Data entries
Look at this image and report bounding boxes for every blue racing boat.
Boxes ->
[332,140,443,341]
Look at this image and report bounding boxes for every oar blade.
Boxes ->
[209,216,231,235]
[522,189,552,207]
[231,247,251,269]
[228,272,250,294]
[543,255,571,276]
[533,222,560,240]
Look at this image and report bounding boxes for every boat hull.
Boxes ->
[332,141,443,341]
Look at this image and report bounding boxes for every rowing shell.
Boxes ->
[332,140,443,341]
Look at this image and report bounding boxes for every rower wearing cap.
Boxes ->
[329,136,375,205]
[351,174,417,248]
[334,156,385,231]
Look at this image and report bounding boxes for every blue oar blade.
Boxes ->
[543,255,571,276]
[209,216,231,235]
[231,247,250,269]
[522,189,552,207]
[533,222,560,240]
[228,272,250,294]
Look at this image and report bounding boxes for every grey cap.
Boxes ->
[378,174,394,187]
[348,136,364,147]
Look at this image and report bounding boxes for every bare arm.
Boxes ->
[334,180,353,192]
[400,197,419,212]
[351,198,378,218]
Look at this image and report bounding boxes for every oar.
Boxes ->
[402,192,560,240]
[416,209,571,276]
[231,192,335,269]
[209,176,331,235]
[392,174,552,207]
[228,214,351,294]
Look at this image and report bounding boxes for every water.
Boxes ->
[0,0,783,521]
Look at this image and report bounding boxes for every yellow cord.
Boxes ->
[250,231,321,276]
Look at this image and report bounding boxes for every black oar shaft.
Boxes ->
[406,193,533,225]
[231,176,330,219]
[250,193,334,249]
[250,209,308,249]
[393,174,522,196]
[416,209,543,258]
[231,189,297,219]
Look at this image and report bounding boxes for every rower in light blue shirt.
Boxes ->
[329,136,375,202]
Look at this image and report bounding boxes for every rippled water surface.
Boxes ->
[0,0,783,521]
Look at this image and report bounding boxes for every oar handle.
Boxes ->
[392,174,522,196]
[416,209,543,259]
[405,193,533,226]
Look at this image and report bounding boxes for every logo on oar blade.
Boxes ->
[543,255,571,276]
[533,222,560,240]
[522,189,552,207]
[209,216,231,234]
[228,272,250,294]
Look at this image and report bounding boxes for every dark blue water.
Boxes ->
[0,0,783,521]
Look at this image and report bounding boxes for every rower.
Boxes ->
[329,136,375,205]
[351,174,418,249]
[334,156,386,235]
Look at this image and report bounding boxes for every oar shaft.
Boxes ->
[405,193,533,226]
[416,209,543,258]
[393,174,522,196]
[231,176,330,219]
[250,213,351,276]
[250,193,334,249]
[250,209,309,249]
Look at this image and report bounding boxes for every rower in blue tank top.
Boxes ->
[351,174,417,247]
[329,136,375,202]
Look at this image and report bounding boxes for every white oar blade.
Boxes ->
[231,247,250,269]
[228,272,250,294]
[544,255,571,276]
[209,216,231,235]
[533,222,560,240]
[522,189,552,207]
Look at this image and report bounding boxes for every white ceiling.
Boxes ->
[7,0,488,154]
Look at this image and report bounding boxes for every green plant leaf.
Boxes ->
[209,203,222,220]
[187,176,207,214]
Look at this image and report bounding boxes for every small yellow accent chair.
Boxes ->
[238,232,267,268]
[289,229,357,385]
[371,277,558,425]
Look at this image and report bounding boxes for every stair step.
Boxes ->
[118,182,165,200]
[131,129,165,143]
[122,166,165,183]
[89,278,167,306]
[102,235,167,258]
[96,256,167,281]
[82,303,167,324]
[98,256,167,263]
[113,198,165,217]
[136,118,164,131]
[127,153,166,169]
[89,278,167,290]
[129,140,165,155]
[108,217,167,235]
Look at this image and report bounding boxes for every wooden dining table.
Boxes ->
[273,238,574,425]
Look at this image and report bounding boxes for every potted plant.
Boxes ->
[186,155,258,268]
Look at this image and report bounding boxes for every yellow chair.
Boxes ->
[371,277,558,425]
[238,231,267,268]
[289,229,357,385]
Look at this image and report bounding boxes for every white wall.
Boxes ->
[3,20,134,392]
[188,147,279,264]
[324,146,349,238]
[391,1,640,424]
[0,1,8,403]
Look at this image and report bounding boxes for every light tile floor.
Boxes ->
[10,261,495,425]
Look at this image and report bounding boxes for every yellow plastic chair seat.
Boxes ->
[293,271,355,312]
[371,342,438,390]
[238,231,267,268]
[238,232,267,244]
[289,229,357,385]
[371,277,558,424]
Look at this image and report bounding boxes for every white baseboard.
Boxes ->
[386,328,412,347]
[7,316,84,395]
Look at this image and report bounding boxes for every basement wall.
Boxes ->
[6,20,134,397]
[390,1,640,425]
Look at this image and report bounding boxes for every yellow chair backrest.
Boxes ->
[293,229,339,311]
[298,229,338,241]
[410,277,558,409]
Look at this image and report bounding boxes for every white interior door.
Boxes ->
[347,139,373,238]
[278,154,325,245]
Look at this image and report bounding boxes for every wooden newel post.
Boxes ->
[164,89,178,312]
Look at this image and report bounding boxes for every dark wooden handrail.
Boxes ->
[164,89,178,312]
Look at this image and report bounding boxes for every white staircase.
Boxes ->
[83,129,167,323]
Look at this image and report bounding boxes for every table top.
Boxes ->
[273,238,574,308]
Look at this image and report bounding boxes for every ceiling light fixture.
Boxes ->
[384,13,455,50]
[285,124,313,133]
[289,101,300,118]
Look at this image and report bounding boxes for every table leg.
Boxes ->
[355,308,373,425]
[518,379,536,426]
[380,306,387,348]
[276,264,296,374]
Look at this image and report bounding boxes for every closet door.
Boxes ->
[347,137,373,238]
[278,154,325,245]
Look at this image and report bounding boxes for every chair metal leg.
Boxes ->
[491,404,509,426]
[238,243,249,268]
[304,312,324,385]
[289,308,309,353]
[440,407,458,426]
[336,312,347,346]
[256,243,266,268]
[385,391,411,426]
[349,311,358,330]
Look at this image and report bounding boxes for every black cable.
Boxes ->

> _Exercise prompt_
Please output the entire listing exactly as it stands.

> _Finished exercise_
Look at this image and report bounding boxes for every blue racing boat.
Boxes ->
[332,140,443,341]
Look at this image and report bounding boxes for every oar blade.
Boxes ->
[209,216,231,235]
[522,189,552,207]
[231,247,251,269]
[228,272,250,294]
[543,255,571,276]
[533,222,560,240]
Look at this image and report bounding boxes for every boat hull.
Boxes ->
[332,141,443,341]
Look at this image and report bounding boxes for every rowing shell.
Boxes ->
[332,140,443,341]
Look at this image and report bounding boxes for every rower wearing cap.
Boxes ->
[329,136,375,205]
[351,174,417,248]
[334,156,385,231]
Look at this image and report bounding boxes for every blue oar blade.
Boxes ->
[543,255,571,276]
[209,216,231,235]
[231,247,250,269]
[522,189,552,207]
[533,222,560,240]
[228,272,250,294]
Look at this image and report bounding boxes for every grey cap.
Boxes ->
[378,174,394,187]
[348,136,364,147]
Look at this image and report bounding boxes for every bare arm.
Boxes ->
[334,180,353,192]
[400,197,419,212]
[351,198,378,218]
Look at this image and report bounding boxes for every oar.
Boxes ->
[402,192,560,240]
[416,209,571,276]
[231,192,335,269]
[209,176,331,235]
[392,174,552,207]
[228,214,351,294]
Look at this image and report bounding boxes for every water.
Boxes ->
[0,0,783,521]
Look at this image and report bounding boxes for every yellow cord.
Boxes ->
[250,231,321,276]
Look at this image and report bounding boxes for every black oar shaft.
Boxes ->
[406,193,533,225]
[231,176,330,219]
[250,193,334,249]
[250,209,308,249]
[393,174,522,196]
[416,209,543,258]
[231,189,297,219]
Look at this image and report bounding boxes for every rower in light blue shirt.
Boxes ->
[329,136,375,202]
Look at this image and report bounding boxes for every rippled water surface.
Boxes ->
[0,0,783,521]
Look at this image and report bounding boxes for every oar handle.
Boxes ->
[392,174,522,196]
[416,209,543,259]
[405,193,533,226]
Look at this image and report bounding boxes for every logo on oar blade.
Boxes ->
[543,255,571,276]
[533,222,560,240]
[522,189,552,207]
[209,216,231,234]
[228,272,250,294]
Look at this image and report bounding boxes for every dark blue water.
Boxes ->
[0,0,783,521]
Look at this image and report bounding boxes for every rower.
Boxes ->
[329,136,375,205]
[351,174,418,249]
[334,156,386,235]
Look at this image and report bounding boxes for every oar shaft.
Boxes ->
[405,193,533,226]
[416,209,543,258]
[393,174,522,196]
[231,176,330,219]
[250,213,351,276]
[250,193,334,249]
[250,209,309,249]
Look at this image and report bounding boxes for every rower in blue tank top.
Boxes ->
[351,174,417,247]
[329,136,375,202]
Look at this image and report bounding boxes for every white oar blade.
Boxes ->
[231,247,250,269]
[228,272,250,294]
[544,255,571,276]
[209,216,231,235]
[533,222,560,240]
[522,189,552,207]
Look at this image and report bounding boxes for every white ceiling.
Boxes ->
[7,0,488,154]
Look at this image and report bounding boxes for every green plant leaf.
Boxes ->
[209,203,222,220]
[187,176,207,214]
Look at this image and report bounding boxes for every small yellow accent chair.
Boxes ->
[238,232,267,268]
[289,229,357,385]
[371,277,558,425]
Look at this image and report bounding boxes for every stair step.
Boxes ->
[118,182,165,200]
[131,129,165,143]
[122,166,165,183]
[89,278,167,306]
[102,235,167,258]
[96,256,167,281]
[82,303,167,324]
[98,256,167,263]
[113,198,165,217]
[136,118,164,131]
[127,153,166,169]
[89,278,167,290]
[129,140,165,155]
[108,217,167,235]
Look at this image and report bounding boxes for every wooden dining table.
Boxes ->
[273,238,574,425]
Look at this image and report bounding boxes for every potted plant.
Boxes ->
[186,155,258,268]
Look at this image and report bounding boxes for every yellow chair.
Boxes ->
[371,277,558,425]
[238,231,267,268]
[289,229,357,385]
Look at this image and report bounding boxes for every white wall.
Boxes ->
[3,20,134,392]
[188,147,279,264]
[324,146,349,238]
[391,1,640,424]
[0,1,8,403]
Look at this image and report bounding boxes for every light tile floor.
Boxes ->
[10,261,495,425]
Look at this image and report bounding boxes for every yellow plastic chair seat.
Boxes ->
[293,271,355,312]
[371,342,438,390]
[238,231,267,268]
[238,232,267,244]
[289,229,357,385]
[371,277,558,424]
Look at this image and report bounding boxes for every white baseboard.
Boxes ->
[386,328,412,347]
[7,316,84,395]
Look at this image and report bounding boxes for every basement wall.
Boxes ->
[6,20,134,397]
[390,1,640,425]
Look at this image and report bounding boxes for every yellow chair backrest.
Boxes ->
[293,229,339,311]
[298,229,338,241]
[410,277,558,409]
Look at this image and report bounding boxes for every white interior door.
Boxes ->
[347,139,373,238]
[278,154,325,245]
Look at this image and report bounding boxes for every wooden newel post.
Boxes ->
[164,89,178,312]
Look at this image and report bounding boxes for every dark wooden handrail.
Boxes ->
[164,89,178,312]
Look at this image and report bounding boxes for every white staircase.
Boxes ->
[83,129,167,323]
Look at this image and report bounding boxes for every table top.
Boxes ->
[273,238,574,308]
Look at this image and report bounding boxes for every ceiling light fixture.
Boxes ->
[384,13,455,50]
[285,124,313,133]
[289,101,300,118]
Look at this image and report bounding boxes for every table leg.
Boxes ->
[355,308,373,425]
[518,379,536,426]
[380,306,387,348]
[276,264,296,374]
Look at this image and report bounding boxes for every closet door.
Boxes ->
[347,137,373,238]
[278,154,325,245]
Look at this image and report bounding boxes for every chair metal leg.
Boxes ->
[491,404,509,426]
[238,243,249,268]
[304,312,324,385]
[289,308,309,353]
[440,407,458,426]
[336,312,347,346]
[256,243,266,268]
[385,391,411,426]
[349,311,358,330]
Look at this image and report bounding boxes for every black cable.
Boxes ->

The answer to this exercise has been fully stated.